Ему уж за пятьдесят, из них служит более тридцати; служить бы рад, прислуживаться тошно. Жизнь и карьера — к закату. Пушкин предсказывал блестящую служебную фортуну, но, узнав о красавице княгине Марии Александровне, двух сыновьях и бледной карьере князя, — узнав это, Пушкин, возможно, порадовался бы. Княгиня, однако, вдруг заболевает и умирает…

О Пущине же еще четверть века назад было сказано:

Но ты счастлив, о друг любезный,
На избранной стезе твоей…

И 19 октября 1850-го Большой Жанно "счастлив… на стезе", только уж очень давно за Уралом и стареет.

**Инструкции к упражнению**
a) Сколько лет, согласно исходному тексту, служит князь, которому уж за пятьдесят?
b) Продолжите исходный текст о Пущине, начав сразу после слов «только уж очень давно за Уралом и стареет».
Приведённый далее листинг здесь не используется.

**Извлечённый листинг**
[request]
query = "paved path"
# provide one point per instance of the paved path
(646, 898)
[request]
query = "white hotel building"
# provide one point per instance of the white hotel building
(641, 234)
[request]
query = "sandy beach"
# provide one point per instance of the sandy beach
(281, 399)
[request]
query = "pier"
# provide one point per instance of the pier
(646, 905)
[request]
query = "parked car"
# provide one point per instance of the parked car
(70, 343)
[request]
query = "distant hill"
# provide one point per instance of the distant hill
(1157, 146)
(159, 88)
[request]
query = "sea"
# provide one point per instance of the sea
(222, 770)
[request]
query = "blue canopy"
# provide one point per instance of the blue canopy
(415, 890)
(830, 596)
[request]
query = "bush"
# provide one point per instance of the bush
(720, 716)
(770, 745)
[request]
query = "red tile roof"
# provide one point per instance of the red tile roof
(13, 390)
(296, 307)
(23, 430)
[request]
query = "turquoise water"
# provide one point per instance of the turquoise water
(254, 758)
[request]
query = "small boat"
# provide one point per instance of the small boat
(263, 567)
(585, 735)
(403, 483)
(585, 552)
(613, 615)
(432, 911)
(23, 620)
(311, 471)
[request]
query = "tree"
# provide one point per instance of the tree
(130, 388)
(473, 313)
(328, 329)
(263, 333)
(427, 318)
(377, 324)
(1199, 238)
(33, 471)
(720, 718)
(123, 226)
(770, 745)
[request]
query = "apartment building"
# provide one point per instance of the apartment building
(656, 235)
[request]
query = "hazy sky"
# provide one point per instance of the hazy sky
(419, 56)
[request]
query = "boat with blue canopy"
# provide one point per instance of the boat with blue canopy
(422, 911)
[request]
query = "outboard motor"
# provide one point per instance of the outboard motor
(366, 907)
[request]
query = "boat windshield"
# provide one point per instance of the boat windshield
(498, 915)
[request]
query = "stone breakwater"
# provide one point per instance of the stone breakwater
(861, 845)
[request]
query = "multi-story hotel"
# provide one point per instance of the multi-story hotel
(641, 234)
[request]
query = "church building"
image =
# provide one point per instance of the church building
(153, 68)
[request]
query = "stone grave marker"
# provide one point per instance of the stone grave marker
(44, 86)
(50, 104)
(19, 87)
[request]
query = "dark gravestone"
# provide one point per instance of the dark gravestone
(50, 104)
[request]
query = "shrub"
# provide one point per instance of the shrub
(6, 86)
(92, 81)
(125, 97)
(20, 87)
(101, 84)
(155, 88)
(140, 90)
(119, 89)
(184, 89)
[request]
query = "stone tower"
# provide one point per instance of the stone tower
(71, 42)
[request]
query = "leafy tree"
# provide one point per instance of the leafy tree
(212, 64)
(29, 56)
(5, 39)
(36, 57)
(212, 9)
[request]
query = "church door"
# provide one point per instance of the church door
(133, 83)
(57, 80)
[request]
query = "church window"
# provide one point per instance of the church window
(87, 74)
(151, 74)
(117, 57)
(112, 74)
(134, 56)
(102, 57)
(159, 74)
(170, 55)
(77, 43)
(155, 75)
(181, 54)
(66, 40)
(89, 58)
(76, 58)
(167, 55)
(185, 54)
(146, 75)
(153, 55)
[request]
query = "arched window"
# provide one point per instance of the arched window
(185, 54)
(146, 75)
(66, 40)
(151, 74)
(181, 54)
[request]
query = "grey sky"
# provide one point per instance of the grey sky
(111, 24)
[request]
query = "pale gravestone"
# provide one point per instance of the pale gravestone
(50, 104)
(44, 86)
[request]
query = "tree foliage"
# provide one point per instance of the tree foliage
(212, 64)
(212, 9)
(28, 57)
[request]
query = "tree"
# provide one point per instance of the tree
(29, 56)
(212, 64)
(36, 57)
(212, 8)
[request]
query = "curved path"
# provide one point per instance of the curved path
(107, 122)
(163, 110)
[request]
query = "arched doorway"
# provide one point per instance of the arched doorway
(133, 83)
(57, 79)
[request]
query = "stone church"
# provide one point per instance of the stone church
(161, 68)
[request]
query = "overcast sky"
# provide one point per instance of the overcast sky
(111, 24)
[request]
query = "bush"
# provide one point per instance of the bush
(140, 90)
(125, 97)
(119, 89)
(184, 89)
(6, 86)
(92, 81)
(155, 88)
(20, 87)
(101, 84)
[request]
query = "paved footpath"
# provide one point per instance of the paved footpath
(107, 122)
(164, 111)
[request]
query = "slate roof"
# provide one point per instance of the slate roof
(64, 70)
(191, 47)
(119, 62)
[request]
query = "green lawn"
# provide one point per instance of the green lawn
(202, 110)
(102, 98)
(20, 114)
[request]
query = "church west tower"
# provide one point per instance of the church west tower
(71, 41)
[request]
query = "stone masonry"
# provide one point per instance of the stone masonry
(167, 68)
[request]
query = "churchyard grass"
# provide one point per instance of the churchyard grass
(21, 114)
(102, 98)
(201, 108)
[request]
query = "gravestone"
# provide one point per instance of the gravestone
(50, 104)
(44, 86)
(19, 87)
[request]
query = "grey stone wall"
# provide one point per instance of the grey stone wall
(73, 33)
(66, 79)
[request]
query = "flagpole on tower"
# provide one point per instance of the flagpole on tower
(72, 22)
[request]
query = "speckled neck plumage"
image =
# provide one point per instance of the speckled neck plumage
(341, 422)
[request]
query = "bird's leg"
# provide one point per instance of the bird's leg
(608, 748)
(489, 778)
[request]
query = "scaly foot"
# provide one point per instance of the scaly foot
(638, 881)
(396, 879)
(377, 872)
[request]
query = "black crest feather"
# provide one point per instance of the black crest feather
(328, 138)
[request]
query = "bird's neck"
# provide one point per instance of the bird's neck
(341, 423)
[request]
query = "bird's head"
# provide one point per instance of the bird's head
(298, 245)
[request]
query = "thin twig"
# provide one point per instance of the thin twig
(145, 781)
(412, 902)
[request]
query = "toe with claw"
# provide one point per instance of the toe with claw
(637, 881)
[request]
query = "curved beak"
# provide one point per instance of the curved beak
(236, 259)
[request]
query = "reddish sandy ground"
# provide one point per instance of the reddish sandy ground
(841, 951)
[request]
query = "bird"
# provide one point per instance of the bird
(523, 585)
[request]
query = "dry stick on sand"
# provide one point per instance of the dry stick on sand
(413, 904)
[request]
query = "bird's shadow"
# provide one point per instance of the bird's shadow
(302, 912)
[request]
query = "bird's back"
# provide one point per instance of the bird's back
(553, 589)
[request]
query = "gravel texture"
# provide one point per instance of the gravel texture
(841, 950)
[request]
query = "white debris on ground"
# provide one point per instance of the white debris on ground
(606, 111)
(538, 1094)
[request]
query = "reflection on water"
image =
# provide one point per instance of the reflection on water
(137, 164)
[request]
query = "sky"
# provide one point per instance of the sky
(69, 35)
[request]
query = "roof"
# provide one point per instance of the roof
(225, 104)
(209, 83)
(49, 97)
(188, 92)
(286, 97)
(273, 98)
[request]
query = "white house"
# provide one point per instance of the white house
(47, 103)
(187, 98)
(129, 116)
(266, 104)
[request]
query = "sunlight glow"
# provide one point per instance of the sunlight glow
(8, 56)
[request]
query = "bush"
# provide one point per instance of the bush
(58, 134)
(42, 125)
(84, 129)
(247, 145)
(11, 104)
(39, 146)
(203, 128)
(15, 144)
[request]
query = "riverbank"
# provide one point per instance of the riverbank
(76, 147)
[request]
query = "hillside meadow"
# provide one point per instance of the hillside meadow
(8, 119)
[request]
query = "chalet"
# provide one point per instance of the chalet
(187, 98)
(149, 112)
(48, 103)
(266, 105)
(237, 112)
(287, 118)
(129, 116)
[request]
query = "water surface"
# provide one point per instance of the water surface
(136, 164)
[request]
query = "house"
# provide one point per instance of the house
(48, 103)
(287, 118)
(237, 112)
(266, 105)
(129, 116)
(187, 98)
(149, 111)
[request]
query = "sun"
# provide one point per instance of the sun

**Ответы по заданиям**
a) Более тридцати лет.

b)
А как с горчаковским счастьем? Почему дарование Пушкина, пусть в мучительной и краткой жизни, но раскрылось и проявилось; почему Пущин, как рассказывает лицейский директор, весел и бодр? Для чего служить? Может быть, для того. чтобы потом вспоминали, каковы были друзья у Пушкина… 22 апреля 1863 года Петр Андреевич Вяземский, близкий друг Пушкина и приятель Пущина, пишет комплименты Горчакову: "Я особенно дорожу вашим мнением… К вам можно применить восточный аполог: "Вы не поэт, но выросли с поэтом и ваши суждения отзываются благоуханием Пушкина". Как был бы задет юный, самодовольный Горчаков, если бы услыхал такое в Лицее, да и позже и, может быть, сейчас?..

Впрочем —

Где Горчаков, где ты, где я?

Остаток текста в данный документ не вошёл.